EXCERPTED PASSAGE →
That makes for an unbalanced schedule that renders the regular season champion difficult to truly determine.  Playing Kentucky, Wisconsin, Duke, or Arizona twice is a serious disadvantage compared to those who get bottom feeders twice.

If that inequity annoys fans, it drives coaches crazy.

How fortuitous that these two problems have the same solution – a longer and more robust conference schedule.

Some say there is no way that a 26-game true double round robin is possible for the Big Ten and SEC.  Not sure why that is.

I’m all for events like the Maui Invitational, Battle for Atlantis, and the Crossroads Classic.  Let’s continue to enjoy watching early season matchups between programs from different leagues.  It’s fun to see the regional games between rivals like Louisville and Kentucky, Purdue and Notre Dame, and Florida and Florida State.

Location labeling records:

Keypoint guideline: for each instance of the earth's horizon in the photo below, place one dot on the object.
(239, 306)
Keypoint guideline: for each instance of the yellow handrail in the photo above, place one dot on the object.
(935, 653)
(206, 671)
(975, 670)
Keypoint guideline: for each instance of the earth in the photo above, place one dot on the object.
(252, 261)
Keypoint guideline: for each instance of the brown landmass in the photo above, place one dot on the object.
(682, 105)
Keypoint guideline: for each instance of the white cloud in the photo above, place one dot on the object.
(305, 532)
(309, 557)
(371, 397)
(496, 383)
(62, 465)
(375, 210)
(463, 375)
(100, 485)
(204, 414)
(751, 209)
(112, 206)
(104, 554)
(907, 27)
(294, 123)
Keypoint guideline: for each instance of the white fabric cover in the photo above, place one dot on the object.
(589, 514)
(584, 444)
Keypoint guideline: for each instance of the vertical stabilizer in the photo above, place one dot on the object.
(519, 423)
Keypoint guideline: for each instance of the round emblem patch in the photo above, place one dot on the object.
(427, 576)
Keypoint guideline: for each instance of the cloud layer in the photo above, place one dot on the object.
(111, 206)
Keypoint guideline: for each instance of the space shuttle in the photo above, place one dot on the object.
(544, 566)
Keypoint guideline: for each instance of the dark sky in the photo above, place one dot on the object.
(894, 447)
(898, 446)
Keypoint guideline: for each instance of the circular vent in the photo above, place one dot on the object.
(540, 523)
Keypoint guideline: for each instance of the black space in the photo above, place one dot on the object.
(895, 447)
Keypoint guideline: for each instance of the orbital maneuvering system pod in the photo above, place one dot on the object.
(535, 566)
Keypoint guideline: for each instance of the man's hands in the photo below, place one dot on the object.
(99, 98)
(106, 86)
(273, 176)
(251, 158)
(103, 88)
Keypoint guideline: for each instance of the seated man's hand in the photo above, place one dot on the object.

THE REQUEST →
From the excerpt on conference basketball schedules, transcribe the stretch from "Some say there" through "and Florida State.".

EXERCISE RESULT →
Some say there is no way that a 26-game true double round robin is possible for the Big Ten and SEC.  Not sure why that is.

I’m all for events like the Maui Invitational, Battle for Atlantis, and the Crossroads Classic.  Let’s continue to enjoy watching early season matchups between programs from different leagues.  It’s fun to see the regional games between rivals like Louisville and Kentucky, Purdue and Notre Dame, and Florida and Florida State.